***** Data shown *****
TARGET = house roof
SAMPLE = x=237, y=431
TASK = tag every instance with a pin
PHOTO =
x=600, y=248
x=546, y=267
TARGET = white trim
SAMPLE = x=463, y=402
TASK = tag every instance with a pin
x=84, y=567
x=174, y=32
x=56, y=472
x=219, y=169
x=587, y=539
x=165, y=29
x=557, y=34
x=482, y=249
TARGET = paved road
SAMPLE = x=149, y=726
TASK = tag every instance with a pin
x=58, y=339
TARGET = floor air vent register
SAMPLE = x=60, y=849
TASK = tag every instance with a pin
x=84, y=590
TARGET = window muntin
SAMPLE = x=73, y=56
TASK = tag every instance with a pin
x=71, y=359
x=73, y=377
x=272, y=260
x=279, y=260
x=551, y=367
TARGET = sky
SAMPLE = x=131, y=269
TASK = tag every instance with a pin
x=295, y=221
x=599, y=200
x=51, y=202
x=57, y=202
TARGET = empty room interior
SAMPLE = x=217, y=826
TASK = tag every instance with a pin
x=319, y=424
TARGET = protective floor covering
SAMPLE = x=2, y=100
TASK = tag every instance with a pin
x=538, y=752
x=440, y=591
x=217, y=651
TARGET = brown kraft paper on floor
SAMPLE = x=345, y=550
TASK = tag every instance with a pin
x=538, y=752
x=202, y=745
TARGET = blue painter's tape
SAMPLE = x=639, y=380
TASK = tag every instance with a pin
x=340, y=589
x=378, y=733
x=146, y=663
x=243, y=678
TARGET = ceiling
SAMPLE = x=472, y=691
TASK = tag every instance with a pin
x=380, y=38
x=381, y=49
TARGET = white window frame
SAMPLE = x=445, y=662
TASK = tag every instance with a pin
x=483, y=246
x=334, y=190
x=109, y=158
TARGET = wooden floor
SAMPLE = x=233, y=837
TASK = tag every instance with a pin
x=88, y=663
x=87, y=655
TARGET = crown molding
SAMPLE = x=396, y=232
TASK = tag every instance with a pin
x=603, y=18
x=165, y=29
*****
- Task brief -
Repeat the collected data above line for line, with no changes.

- The reply -
TARGET = house roof
SAMPLE = x=237, y=431
TASK = tag every instance with a pin
PHOTO =
x=600, y=248
x=546, y=267
TARGET = white trim
SAMPLE = x=463, y=402
TASK = tag every instance with a pin
x=84, y=567
x=174, y=32
x=56, y=472
x=219, y=169
x=587, y=539
x=165, y=29
x=557, y=34
x=482, y=249
TARGET = paved road
SAMPLE = x=149, y=726
TASK = tag every instance with a pin
x=58, y=339
TARGET = floor air vent register
SAMPLE = x=60, y=849
TASK = tag every instance with a pin
x=84, y=590
TARGET = window muntin
SAMPLE = x=73, y=56
TASK = tag every instance with a pin
x=71, y=359
x=73, y=377
x=272, y=260
x=279, y=260
x=551, y=367
TARGET = sky
SAMPLE = x=131, y=269
TASK = tag every instance with a pin
x=295, y=221
x=599, y=200
x=51, y=202
x=57, y=202
TARGET = empty room interior
SAMPLE = x=217, y=826
TASK = tag every instance with a pin
x=319, y=424
TARGET = protective floor covering
SAMPLE = x=2, y=100
TASK = tag every instance with a pin
x=538, y=752
x=440, y=591
x=217, y=651
TARGET = brown kraft paper on floor
SAMPLE = x=345, y=550
TASK = tag every instance with a pin
x=538, y=752
x=202, y=745
TARGET = blue painter's tape
SAMPLE = x=639, y=380
TASK = tag every instance with a pin
x=340, y=589
x=378, y=733
x=146, y=663
x=243, y=678
TARGET = ceiling
SAMPLE = x=472, y=691
TASK = tag every instance with a pin
x=380, y=38
x=381, y=49
TARGET = white window frame
SAMPLE = x=445, y=662
TASK = tag every instance with a pin
x=483, y=246
x=334, y=190
x=109, y=158
TARGET = wooden floor
SAMPLE = x=233, y=837
TASK = tag every instance with a pin
x=88, y=663
x=87, y=655
TARGET = crown molding
SAMPLE = x=396, y=232
TASK = tag every instance with a pin
x=603, y=18
x=165, y=29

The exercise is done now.